> **WORK INSTRUCTIONS**:
1. Name every field of activity that the final sentence of the passage on classical autonomy lists.
2. Answer these questions from the passage on classical autonomy, keeping each answer short.
(a) Which cantica of the Divine Comedy is the Purgatorio?
(b) What term appears in parentheses after "excellence"?
(c) In the classical view, autonomy is not about creating what?
3. Please reproduce the passage on classical autonomy from "The Master of" to "a good life.".

> **EXTRACT TO READ**:
---------------
The Master of Yourself - Tradition vs. Modern Autonomy
In the Purgatorio, the second cantica of Dante’s Divine Comedy,
Virgil’s final words to Dante encapsulate a classical view of autonomy: “I
crown and miter you over yourself.” With this declaration, Virgil marks the end
of his mentorship and the beginning of Dante’s own self-rule. This moment
captures the classical idea that true freedom comes from mastery — over oneself
and one’s desires, and over the skills and virtues that lead to a good life.
Autonomy, in this sense, is not simply the power to make choices but the
capacity to govern oneself in accordance with reason and virtue.
In the classical tradition,
freedom is not defined by the absence of constraints or the rejection of
external authority. Rather, it is the result of a disciplined process of
training and education aimed at achieving excellence (or arete). This
kind of freedom requires self-mastery, which is cultivated through the
development of virtues — habits that align our desires with reason and guide
our actions toward the good. Virgil’s pronouncement to Dante reflects this
view: it is only after Dante has undergone the trials of Purgatory, confronting
his disordered desires and learning to master them, that he is declared “master
of himself.” Virgil’s mentorship is no longer needed because Dante has
internalized the principles of virtuous living.
This concept of autonomy
contrasts with modern notions that emphasize self-determination or the power to
create one’s own values. In the classical view, autonomy is not about creating
a personal reality but about aligning oneself with an objective moral and
rational order. The goal of education is not to encourage individuals to invent
their own truths but to help them develop the skills and virtues necessary to
discern the truth and act according to it. Whether in the arts, athletics, or
politics, true freedom comes only after the mastery of the relevant discipline.
---------------
> **Dataset records on object locations**:

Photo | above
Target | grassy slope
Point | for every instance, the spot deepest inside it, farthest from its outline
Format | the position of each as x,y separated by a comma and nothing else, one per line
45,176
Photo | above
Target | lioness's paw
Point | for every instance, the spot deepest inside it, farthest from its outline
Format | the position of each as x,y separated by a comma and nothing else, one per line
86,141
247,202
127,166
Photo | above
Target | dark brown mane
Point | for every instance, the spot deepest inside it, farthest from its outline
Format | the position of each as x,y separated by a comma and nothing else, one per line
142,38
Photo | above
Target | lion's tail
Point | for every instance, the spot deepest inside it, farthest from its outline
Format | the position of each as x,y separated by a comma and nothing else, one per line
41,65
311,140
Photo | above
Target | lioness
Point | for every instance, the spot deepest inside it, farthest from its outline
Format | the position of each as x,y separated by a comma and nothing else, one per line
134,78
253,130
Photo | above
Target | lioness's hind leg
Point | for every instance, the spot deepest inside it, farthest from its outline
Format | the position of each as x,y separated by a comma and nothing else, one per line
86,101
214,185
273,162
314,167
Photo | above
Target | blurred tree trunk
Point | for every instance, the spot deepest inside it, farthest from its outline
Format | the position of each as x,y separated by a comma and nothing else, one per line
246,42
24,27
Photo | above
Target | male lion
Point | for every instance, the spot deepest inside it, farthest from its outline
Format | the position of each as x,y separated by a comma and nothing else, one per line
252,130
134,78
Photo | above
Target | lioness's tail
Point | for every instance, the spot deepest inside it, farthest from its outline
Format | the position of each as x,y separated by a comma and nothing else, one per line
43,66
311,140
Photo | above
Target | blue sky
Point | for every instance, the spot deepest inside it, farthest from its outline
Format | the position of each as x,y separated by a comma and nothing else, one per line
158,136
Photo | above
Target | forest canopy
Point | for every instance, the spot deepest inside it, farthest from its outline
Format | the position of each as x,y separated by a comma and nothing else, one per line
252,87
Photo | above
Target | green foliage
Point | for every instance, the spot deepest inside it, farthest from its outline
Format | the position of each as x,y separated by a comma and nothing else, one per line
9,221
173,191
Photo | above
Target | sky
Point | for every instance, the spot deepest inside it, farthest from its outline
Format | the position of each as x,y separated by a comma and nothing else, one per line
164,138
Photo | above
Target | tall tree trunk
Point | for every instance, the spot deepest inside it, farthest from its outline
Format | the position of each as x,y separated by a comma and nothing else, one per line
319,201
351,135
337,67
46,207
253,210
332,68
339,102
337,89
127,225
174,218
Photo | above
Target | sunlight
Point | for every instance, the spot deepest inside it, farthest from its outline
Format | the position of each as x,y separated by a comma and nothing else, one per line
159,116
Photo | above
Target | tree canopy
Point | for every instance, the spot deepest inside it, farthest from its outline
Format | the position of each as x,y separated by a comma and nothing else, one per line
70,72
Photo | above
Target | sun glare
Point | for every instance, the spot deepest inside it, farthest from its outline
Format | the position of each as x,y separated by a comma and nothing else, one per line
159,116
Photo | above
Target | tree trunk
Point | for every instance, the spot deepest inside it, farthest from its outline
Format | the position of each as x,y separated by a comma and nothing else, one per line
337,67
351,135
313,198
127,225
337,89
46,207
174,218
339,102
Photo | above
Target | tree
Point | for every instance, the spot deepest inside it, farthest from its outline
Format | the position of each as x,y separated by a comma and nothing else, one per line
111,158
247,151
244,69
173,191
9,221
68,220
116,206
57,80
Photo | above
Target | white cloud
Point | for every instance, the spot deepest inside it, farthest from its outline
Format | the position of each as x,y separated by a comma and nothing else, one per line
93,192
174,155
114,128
---------------
> **SOLUTION LIST**:
1. The arts, athletics, politics

2.
(a) The second cantica
(b) Arete
(c) A personal reality

3.
The Master of Yourself - Tradition vs. Modern Autonomy
In the Purgatorio, the second cantica of Dante’s Divine Comedy,
Virgil’s final words to Dante encapsulate a classical view of autonomy: “I
crown and miter you over yourself.” With this declaration, Virgil marks the end
of his mentorship and the beginning of Dante’s own self-rule. This moment
captures the classical idea that true freedom comes from mastery — over oneself
and one’s desires, and over the skills and virtues that lead to a good life.